- **Records provided**
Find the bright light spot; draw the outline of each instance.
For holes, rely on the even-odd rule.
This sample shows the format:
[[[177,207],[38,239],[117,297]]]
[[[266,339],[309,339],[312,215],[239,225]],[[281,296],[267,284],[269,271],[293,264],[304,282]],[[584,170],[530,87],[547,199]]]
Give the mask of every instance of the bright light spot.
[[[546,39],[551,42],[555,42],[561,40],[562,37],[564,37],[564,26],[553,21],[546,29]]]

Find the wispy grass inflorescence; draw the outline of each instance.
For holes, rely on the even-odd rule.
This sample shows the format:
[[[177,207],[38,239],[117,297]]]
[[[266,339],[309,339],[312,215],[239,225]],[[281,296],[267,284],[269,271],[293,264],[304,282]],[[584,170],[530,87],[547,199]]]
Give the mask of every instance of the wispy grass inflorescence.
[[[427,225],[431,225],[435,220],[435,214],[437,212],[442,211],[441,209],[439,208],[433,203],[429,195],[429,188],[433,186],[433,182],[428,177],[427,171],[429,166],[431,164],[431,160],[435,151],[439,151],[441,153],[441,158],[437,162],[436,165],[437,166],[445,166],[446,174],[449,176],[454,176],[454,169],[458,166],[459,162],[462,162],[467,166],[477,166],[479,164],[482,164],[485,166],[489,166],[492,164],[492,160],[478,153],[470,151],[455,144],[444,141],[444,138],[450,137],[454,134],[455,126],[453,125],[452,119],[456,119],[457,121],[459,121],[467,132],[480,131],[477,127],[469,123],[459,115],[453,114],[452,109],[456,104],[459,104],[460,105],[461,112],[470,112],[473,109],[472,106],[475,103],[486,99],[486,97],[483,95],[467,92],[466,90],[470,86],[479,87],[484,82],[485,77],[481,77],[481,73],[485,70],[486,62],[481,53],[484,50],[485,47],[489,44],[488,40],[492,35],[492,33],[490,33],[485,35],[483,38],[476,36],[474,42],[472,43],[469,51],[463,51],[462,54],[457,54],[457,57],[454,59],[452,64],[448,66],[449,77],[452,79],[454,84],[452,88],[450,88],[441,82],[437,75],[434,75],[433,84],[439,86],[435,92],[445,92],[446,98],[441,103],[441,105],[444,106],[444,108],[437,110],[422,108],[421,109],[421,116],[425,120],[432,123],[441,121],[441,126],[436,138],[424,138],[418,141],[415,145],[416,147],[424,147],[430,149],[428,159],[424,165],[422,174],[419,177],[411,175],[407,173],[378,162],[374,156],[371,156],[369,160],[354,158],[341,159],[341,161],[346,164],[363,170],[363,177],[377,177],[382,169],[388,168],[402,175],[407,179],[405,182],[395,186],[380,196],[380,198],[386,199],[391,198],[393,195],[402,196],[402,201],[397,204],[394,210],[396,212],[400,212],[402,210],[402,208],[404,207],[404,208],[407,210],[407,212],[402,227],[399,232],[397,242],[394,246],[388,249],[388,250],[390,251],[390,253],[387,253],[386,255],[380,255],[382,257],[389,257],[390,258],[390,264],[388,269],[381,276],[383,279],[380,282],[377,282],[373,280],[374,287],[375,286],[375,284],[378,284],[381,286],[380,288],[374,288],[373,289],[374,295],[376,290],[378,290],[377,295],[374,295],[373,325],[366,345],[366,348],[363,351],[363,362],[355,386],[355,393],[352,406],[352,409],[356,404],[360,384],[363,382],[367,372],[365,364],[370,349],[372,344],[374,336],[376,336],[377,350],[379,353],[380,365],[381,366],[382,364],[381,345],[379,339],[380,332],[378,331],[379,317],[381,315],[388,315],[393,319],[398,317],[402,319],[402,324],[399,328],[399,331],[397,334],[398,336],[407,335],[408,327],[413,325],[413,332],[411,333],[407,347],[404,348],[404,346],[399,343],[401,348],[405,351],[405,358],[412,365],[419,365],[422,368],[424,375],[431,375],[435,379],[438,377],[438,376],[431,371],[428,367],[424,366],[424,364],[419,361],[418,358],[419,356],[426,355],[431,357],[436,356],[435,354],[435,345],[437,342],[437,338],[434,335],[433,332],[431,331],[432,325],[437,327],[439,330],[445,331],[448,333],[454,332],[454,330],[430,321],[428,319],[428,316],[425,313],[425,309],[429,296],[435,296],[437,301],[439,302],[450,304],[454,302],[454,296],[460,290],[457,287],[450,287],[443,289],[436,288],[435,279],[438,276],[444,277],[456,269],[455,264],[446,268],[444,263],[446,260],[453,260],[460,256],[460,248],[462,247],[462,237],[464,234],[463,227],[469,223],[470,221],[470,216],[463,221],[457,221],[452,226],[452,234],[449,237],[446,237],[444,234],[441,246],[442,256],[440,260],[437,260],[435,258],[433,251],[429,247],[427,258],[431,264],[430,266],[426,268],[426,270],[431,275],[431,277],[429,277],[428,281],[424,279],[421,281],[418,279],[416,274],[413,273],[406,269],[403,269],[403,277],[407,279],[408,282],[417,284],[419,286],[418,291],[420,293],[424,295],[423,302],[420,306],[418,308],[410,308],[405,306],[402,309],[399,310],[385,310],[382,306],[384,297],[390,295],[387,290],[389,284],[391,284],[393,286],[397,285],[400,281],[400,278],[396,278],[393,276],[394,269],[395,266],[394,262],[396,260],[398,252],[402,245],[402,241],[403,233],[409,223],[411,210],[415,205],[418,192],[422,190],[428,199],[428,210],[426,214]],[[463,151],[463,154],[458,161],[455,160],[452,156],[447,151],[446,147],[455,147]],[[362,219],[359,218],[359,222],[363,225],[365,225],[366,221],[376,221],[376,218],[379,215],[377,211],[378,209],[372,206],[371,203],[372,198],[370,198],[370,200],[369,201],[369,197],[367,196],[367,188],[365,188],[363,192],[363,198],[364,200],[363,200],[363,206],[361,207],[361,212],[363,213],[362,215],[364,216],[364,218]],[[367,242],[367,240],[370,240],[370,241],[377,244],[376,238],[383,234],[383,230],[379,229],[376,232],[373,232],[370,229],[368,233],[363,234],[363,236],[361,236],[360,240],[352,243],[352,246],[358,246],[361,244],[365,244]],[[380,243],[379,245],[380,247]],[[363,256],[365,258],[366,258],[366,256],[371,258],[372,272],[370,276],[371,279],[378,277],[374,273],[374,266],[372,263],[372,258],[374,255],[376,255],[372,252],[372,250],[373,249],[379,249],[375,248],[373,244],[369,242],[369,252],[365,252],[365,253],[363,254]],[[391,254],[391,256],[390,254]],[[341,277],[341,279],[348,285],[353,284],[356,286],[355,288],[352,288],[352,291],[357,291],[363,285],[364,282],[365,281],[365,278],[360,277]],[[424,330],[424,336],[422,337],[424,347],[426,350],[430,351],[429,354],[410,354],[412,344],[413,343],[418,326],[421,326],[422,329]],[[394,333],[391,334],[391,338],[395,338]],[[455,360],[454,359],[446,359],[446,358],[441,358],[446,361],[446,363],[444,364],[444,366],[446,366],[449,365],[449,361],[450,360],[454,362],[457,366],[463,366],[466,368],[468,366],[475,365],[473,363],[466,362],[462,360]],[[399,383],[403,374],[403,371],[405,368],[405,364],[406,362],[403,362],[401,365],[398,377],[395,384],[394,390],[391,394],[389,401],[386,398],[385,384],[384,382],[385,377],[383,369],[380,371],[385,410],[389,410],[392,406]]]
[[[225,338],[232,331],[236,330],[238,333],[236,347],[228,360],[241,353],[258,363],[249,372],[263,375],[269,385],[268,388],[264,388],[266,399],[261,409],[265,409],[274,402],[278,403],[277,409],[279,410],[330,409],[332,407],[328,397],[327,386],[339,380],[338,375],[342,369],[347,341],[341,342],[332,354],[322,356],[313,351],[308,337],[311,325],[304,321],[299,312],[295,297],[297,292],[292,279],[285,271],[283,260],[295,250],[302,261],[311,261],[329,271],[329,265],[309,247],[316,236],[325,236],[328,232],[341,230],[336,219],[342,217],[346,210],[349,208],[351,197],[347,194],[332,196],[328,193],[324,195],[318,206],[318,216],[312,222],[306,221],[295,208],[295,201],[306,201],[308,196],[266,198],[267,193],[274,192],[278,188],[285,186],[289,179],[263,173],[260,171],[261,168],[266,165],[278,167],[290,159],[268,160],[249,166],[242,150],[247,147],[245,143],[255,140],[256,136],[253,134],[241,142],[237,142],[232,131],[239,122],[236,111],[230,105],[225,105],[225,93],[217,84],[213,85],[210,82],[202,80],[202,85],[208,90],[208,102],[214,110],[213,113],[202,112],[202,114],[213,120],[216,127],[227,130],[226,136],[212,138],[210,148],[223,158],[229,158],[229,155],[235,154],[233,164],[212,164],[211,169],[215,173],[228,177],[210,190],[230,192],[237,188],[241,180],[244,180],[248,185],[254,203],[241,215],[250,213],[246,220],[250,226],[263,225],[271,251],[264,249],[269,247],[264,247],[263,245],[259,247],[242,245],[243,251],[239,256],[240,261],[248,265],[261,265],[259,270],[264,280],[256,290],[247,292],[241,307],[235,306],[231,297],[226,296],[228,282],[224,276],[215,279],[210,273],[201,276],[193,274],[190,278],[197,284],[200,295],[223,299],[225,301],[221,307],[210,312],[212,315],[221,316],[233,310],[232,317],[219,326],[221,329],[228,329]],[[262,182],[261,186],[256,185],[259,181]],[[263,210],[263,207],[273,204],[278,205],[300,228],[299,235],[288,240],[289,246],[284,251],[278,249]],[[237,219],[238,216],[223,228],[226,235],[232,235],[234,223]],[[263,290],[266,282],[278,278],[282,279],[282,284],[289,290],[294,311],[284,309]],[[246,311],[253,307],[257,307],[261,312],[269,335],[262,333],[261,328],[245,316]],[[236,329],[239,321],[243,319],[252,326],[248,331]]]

- **Requirements**
Rewrite the listing lines starting at "Find the wispy" and ending at "Give the mask of every instance of the wispy", with "draw the outline" changed to "trace the boundary" and nothing else altered.

- **Exercise solution**
Find the wispy grass inflorescence; trace the boundary of each instance.
For holes, rely on the even-odd rule.
This sample shows the format:
[[[177,207],[38,239],[117,297]]]
[[[266,339],[309,339],[312,215],[239,225]],[[281,296],[267,284],[269,271],[293,264],[304,282]],[[584,170],[530,87],[547,199]]]
Give the mask of every instance of the wispy grass inflorescence.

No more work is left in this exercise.